# Reading > Who Said That? >  Interesting quote

## Wilfred

Here is an interesting quote that I found. It was made by one of the greatest philosophers of our times. Can anyone guess who it is?
"True happiness can only be found through contentment with our misrible life."

Wow, that is deep.

----------


## MacBeth

I'm not quite sure, but Bertrand Russell did say something of the sort.

----------


## Wilfred

good guess, close, but actually not at all.

----------


## fayefaye

so why don't you just tell us?

----------


## Wilfred

That would be no fun.

----------


## azmuse

Wilfred? (knocks on Wilfred's monitor screen) Tell us Wilfred!

----------


## I hate Jane Austen

stop knocking on my monitor screen. then maybe i will tell you.

----------


## azmuse

that was only because i didn't get far staring into its eyes.

----------


## subterranean

Is it allow to use the serch engine?  :Tongue:

----------


## Jay

IT IS  :Tongue:  (I hope), you can't know ALL of the quotes...

----------


## subterranean

Not working, I tried (even www.quoteland.com said no match found). I give up

----------


## crisaor

Woody Allen?

----------


## AbdoRinbo

Sounds like something Woody Allen would say.

----------


## sloegin

The Simpsons?

----------


## subterranean

Which Simpsons? I bet it was Homer

----------


## fayefaye

nah. No way it was the simpsons.

----------


## fayefaye

Was it Oscar Wilde (just a guess)
ok, if I stump you on a quote, will you tell us?

'In this world, there is nothing to believe in' 
who said it?

----------


## fayefaye

come on wanda. here's another;
'Who loves fears not the tempest, but fears only loves fading'

----------


## subterranean

> _Originally posted by fayefaye_ 
> *nah. No way it was the simpsons.*



Faye, never underestimate the Simpsons  :Wink:

----------


## crisaor

She doesn't. She just thinks that they couldn't said that in their current state. Check this thread for more details.

----------


## fayefaye

No, I said it because I've seen nearly all the episodes, the good ones several times, and I would probably know if they'd said that. I don't bother with the recent ones, but since the quality's slipped so much, I sincerely doubt they would write something like that.

----------


## David J

I think it was Wilfred himself - he's quoting himself I'd bet

----------


## subterranean

> _Originally posted by fayefaye_ 
> *No, I said it because I've seen nearly all the episodes, the good ones several times, and I would probably know if they'd said that. I don't bother with the recent ones, but since the quality's slipped so much, I sincerely doubt they would write something like that.*




*She took my post seriously*

Cheers Faye :Wink:

----------


## fayefaye

omg.. I have no sense of humour...  :Biggrin: 

Cheers Sub.  :Wink:

----------


## Lizzie

So, who are the owners of Wilfred and Fayefaye quotes? Don't leave us in total ignorance please. 

Liz

----------


## subterranean

ops, sorry Liz, i wanted to explain but i completely lost about this topic

Cheers  :Smile:

----------


## seeker

was it Thomas a'Kempis?

----------


## Lizzie

Subterranean, what do you mean with "I wanted to explain but i'm completly lost about this topic"? 
Can anyone, please, just give me a straigth answer and tell us all who are the owners of the quotations? Pleeese... Thank you.

Liz

----------


## amuse

oh my goodness, Lizzie, your avatar is gorgeous.

----------


## Lizzie

Thank you very much Amuse, I like it too. I find it very meaningful...

Best compliments,
Liz

----------


## mono

I very strongly doubt your prediction, David J, that Wilfred thought of that quote himself; he shows no intelligence by outlandishly making a point of disliking Emily Dickinson and Jane Auste on other threads, but lists no reasons. My guess for the quote however: I think it sounds either like Aristotle (especially in his Nicomachean Ethics), Plato, Immanuel Kant, or John Stuart Mill.

----------


## mono

Buddha also came to mind, just after I clicked to post my thread.

----------


## Pickles

A wag "wild a$$ guess,", the quote reminds me of India so my guess is Gandhi

----------


## verybaddmom

i think we are wasting our breath here, as it appears that wilfred hasnt been online since january. perhaps he's forgotten about us.

----------

▸ **Given information**:
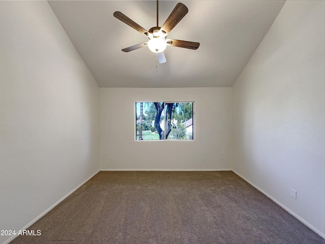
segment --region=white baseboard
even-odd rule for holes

▸ **What is required**: Render this sentence from the forum thread in Spanish: "I don't bother with the recent ones, but since the quality's slipped so much, I sincerely doubt they would write something like that."

▸ **Answer to this exercise**: No pierdo el tiempo con los recientes, pero como la calidad ha bajado tanto, dudo sinceramente que escribieran algo así.